__Request__.
Arrange the entries from the first line through the line containing "[630,307,883,689]" as a numbered list, leaving out any blank lines.

__Task data__.
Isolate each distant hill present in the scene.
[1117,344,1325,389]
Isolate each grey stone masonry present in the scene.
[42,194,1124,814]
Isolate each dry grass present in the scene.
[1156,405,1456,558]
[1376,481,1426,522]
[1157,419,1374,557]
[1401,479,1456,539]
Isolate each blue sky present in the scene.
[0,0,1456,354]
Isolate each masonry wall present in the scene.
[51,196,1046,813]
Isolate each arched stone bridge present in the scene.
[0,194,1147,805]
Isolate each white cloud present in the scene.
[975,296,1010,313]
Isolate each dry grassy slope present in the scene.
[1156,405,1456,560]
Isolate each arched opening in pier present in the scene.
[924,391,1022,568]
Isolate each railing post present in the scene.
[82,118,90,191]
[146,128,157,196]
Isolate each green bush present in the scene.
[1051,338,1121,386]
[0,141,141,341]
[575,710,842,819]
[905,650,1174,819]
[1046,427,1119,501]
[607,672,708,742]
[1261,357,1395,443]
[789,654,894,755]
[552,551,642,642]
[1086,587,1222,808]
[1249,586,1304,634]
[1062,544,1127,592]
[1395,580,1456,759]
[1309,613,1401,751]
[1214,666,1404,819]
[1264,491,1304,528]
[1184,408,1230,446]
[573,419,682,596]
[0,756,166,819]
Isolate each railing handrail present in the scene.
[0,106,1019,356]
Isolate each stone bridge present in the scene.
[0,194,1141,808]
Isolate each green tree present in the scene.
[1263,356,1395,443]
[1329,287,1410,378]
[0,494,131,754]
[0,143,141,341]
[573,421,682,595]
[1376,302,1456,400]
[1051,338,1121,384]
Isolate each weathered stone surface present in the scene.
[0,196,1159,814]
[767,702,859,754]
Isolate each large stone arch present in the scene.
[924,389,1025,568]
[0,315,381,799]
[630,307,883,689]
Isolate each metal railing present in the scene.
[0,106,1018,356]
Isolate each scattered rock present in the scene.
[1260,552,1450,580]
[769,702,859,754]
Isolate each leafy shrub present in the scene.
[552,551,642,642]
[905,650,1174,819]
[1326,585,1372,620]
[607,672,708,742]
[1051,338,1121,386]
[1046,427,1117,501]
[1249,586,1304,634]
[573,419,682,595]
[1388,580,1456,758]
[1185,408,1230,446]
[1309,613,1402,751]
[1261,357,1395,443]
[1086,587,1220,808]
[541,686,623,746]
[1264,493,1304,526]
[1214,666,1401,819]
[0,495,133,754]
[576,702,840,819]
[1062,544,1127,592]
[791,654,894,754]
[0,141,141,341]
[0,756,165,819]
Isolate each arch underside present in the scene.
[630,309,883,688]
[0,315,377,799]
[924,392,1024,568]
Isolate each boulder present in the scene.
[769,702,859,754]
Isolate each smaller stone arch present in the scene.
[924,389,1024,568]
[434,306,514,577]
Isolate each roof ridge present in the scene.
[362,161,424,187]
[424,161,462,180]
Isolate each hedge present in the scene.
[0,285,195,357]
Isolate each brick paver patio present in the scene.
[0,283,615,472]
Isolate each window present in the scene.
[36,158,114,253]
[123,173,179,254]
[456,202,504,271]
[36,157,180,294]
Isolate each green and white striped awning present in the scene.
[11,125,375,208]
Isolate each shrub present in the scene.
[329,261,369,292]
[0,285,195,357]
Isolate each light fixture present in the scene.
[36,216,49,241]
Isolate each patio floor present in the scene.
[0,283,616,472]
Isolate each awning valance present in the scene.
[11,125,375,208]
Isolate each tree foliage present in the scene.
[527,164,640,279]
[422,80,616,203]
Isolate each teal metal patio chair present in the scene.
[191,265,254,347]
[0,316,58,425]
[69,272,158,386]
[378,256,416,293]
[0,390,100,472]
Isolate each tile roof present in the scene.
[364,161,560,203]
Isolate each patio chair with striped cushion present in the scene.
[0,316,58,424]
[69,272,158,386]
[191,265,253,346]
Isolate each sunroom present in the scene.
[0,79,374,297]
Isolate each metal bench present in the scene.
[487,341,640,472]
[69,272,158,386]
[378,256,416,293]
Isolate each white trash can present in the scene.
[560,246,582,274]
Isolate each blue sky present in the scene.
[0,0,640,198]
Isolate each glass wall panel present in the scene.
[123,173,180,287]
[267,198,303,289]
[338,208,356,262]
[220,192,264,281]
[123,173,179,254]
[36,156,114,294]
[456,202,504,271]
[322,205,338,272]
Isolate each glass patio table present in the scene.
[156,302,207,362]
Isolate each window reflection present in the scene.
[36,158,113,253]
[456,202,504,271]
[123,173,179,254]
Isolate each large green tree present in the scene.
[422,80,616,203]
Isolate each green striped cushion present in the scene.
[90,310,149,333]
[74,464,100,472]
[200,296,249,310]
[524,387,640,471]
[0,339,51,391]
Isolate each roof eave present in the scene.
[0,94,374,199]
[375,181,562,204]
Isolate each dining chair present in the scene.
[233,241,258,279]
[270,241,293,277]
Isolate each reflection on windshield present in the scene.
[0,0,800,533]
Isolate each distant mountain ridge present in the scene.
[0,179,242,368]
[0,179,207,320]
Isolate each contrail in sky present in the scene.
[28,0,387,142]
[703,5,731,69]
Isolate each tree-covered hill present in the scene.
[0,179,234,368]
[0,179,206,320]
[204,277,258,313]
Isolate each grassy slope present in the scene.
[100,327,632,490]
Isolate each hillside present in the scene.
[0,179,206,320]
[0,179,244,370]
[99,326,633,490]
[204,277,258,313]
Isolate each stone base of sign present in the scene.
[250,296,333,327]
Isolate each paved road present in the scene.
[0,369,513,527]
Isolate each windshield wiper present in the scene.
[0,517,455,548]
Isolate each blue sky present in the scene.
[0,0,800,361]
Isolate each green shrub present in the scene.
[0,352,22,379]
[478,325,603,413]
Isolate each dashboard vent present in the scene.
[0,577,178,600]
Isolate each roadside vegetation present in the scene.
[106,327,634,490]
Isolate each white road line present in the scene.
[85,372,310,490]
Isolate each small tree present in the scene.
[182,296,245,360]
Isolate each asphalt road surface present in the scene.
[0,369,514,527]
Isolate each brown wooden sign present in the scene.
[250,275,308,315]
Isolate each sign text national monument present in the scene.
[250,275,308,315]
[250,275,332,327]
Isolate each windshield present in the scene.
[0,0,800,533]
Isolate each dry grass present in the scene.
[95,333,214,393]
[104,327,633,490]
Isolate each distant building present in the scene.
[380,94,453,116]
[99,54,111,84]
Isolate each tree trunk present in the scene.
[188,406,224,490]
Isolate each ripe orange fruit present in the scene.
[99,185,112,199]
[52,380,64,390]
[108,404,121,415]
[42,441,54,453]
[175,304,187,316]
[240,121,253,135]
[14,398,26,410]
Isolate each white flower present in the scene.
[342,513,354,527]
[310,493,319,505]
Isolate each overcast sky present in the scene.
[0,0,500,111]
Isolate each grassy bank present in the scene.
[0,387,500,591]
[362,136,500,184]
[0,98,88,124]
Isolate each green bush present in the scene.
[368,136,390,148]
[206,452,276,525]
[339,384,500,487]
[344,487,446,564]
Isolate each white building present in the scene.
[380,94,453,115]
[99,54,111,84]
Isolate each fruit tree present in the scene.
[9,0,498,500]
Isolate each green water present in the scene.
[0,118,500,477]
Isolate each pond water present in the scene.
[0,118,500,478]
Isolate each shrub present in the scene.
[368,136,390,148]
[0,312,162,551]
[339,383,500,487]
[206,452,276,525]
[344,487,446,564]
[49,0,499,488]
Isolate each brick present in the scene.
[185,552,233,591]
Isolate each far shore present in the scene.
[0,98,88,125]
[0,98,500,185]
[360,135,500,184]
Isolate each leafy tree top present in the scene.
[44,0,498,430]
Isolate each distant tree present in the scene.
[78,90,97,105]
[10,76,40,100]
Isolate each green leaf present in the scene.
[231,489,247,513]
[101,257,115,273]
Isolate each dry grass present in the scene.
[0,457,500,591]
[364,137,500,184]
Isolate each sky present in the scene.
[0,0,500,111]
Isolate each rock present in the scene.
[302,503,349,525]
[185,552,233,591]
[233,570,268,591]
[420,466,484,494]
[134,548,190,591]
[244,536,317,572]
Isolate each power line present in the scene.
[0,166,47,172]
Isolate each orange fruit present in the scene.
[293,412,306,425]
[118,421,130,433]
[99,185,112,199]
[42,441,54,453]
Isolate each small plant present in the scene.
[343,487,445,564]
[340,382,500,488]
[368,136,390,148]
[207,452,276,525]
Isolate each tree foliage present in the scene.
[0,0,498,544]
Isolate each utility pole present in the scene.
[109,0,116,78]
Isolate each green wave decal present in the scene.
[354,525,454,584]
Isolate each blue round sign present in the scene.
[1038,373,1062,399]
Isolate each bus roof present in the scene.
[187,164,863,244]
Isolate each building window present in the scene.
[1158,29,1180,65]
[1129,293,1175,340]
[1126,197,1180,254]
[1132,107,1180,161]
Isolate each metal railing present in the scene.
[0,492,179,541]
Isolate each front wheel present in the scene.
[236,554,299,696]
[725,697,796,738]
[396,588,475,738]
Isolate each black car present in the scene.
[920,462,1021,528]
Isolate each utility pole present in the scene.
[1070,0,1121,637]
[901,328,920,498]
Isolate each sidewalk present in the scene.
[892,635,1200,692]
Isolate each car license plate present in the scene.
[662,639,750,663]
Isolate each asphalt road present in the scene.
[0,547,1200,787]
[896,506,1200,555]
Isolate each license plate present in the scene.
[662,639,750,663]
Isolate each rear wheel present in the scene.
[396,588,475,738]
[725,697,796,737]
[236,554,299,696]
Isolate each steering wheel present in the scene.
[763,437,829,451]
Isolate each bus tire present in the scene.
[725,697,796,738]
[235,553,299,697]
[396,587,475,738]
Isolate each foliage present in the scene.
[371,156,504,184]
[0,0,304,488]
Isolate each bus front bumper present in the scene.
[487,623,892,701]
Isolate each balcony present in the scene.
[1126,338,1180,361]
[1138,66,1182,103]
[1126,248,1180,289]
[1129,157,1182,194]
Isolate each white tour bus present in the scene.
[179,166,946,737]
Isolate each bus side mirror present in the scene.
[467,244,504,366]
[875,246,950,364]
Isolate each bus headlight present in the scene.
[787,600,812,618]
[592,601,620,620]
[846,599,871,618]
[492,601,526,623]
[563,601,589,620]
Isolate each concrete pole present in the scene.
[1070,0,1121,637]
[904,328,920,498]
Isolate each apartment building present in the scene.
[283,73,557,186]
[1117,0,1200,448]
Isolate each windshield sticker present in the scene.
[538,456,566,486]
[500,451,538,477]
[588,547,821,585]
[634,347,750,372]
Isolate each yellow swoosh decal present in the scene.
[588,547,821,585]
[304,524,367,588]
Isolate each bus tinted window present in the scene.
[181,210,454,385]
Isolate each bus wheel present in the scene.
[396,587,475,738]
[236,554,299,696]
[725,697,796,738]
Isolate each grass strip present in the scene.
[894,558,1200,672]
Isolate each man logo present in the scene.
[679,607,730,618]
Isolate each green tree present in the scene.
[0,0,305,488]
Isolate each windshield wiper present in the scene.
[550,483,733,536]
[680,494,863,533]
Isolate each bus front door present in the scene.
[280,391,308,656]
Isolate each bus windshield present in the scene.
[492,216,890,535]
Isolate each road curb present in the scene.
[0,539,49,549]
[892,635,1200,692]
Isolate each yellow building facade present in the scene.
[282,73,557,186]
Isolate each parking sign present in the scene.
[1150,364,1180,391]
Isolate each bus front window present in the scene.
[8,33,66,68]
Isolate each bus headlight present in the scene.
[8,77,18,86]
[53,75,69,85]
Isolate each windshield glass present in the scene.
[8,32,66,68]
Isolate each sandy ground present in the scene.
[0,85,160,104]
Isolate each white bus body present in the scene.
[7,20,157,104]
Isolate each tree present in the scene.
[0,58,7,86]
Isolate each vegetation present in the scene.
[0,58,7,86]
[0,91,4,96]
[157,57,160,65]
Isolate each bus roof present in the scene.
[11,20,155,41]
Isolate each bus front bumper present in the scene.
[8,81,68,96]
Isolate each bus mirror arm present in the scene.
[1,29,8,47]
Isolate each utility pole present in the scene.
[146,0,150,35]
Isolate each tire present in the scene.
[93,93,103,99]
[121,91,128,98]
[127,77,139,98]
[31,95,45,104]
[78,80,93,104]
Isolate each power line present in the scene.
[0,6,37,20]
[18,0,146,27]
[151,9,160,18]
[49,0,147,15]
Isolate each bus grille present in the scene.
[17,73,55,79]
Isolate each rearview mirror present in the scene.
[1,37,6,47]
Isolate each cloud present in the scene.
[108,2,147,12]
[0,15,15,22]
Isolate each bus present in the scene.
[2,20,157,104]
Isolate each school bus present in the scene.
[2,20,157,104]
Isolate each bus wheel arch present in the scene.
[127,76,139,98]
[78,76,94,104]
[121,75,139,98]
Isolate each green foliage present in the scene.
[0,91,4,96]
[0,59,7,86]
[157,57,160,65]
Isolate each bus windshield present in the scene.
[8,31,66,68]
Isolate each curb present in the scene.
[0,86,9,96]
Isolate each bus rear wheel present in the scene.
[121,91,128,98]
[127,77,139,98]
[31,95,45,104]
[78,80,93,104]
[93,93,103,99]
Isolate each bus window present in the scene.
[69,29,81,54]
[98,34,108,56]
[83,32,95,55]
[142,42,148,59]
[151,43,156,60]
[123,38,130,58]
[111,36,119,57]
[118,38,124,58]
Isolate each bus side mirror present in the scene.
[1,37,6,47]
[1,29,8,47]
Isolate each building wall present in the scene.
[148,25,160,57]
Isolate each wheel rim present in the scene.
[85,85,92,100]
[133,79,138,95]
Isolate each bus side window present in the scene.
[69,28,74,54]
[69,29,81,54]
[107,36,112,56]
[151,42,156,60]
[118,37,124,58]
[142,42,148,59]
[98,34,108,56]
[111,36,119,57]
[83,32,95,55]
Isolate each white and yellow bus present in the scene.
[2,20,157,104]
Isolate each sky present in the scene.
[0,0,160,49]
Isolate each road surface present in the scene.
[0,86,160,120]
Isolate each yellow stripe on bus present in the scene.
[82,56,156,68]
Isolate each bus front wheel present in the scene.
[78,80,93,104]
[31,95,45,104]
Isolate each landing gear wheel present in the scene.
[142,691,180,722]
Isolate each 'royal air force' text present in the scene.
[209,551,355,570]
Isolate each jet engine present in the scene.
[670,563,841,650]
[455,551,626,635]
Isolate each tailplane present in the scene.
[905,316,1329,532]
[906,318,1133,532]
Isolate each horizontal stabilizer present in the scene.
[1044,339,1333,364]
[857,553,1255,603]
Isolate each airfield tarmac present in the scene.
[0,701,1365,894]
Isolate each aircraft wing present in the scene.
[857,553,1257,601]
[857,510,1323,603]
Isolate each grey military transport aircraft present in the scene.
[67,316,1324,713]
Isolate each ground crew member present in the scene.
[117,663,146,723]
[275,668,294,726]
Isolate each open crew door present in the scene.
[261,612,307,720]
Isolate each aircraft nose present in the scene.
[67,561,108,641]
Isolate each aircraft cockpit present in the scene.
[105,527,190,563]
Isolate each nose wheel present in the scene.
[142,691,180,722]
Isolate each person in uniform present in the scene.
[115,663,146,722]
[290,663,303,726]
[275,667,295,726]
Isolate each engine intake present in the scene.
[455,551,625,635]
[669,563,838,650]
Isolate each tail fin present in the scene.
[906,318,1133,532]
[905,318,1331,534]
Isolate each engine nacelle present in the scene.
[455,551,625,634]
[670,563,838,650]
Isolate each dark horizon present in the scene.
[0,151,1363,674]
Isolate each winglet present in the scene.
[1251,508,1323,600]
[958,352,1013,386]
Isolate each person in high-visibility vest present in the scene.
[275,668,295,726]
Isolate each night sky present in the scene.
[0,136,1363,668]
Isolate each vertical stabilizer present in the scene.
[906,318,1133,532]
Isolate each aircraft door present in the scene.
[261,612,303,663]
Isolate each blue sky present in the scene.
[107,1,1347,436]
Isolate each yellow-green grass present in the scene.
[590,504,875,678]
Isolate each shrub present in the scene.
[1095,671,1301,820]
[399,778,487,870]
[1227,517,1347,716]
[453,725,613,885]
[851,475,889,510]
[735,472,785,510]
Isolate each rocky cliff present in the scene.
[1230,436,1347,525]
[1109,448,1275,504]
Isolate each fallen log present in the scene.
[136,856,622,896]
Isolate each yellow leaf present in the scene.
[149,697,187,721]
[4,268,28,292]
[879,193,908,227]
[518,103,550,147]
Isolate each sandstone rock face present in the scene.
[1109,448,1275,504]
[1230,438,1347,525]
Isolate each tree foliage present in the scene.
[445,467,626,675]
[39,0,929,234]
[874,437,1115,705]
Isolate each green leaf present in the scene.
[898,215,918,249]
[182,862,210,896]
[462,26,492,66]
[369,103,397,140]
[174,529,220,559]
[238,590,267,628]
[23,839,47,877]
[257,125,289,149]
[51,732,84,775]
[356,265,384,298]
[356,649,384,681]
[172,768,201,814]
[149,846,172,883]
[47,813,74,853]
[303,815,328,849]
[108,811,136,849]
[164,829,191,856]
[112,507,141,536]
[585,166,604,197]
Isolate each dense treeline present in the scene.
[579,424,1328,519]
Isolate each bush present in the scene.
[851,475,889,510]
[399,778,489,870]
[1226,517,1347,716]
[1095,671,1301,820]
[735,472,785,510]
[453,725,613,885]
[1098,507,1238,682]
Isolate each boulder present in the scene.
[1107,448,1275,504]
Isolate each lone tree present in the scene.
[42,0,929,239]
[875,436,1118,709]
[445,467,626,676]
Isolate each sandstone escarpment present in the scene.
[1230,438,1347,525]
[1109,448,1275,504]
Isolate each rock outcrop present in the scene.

__Full answer__.
1. Isolate each distant hill present in the scene.
2. [1117,344,1325,389]
3. Isolate each grey stone masonry present in the scene.
4. [42,194,1124,814]
5. Isolate each dry grass present in the scene.
6. [1156,405,1456,558]
7. [1376,481,1426,522]
8. [1157,419,1374,557]
9. [1401,479,1456,539]
10. Isolate each blue sky present in the scene.
11. [0,0,1456,354]
12. Isolate each masonry wall present in the scene.
13. [51,196,1046,813]
14. Isolate each arched stone bridge present in the scene.
15. [0,194,1147,805]
16. Isolate each white cloud present in the scene.
17. [975,296,1010,313]
18. Isolate each dry grassy slope present in the scene.
19. [1156,405,1456,560]
20. Isolate each arched opening in pier present in the scene.
21. [924,391,1022,568]
22. Isolate each railing post present in the scene.
23. [82,118,90,191]
24. [146,128,157,196]
25. Isolate each green bush present in the scene.
26. [1051,338,1121,386]
27. [0,141,141,341]
28. [575,710,842,819]
29. [905,650,1174,819]
30. [1046,427,1119,501]
31. [607,672,708,742]
32. [1261,357,1395,443]
33. [789,654,894,755]
34. [552,551,642,642]
35. [1086,587,1222,808]
36. [1249,586,1304,634]
37. [1062,544,1127,592]
38. [1395,580,1456,759]
39. [1309,613,1401,751]
40. [1214,666,1404,819]
41. [1264,491,1304,528]
42. [1184,408,1230,446]
43. [573,419,682,596]
44. [0,756,166,819]
45. Isolate each railing handrail present in the scene.
46. [0,106,1019,356]
47. Isolate each stone bridge present in the scene.
48. [0,194,1141,808]
49. Isolate each green tree present in the scene.
50. [1263,356,1395,443]
51. [1329,287,1410,378]
52. [0,494,131,754]
53. [0,143,141,341]
54. [573,421,682,595]
55. [1376,302,1456,400]
56. [1051,338,1121,384]
57. Isolate each weathered stone surface present in the scene.
58. [0,196,1159,814]
59. [767,702,859,754]
60. Isolate each large stone arch present in the scene.
61. [924,389,1025,568]
62. [0,315,381,799]
63. [630,307,883,689]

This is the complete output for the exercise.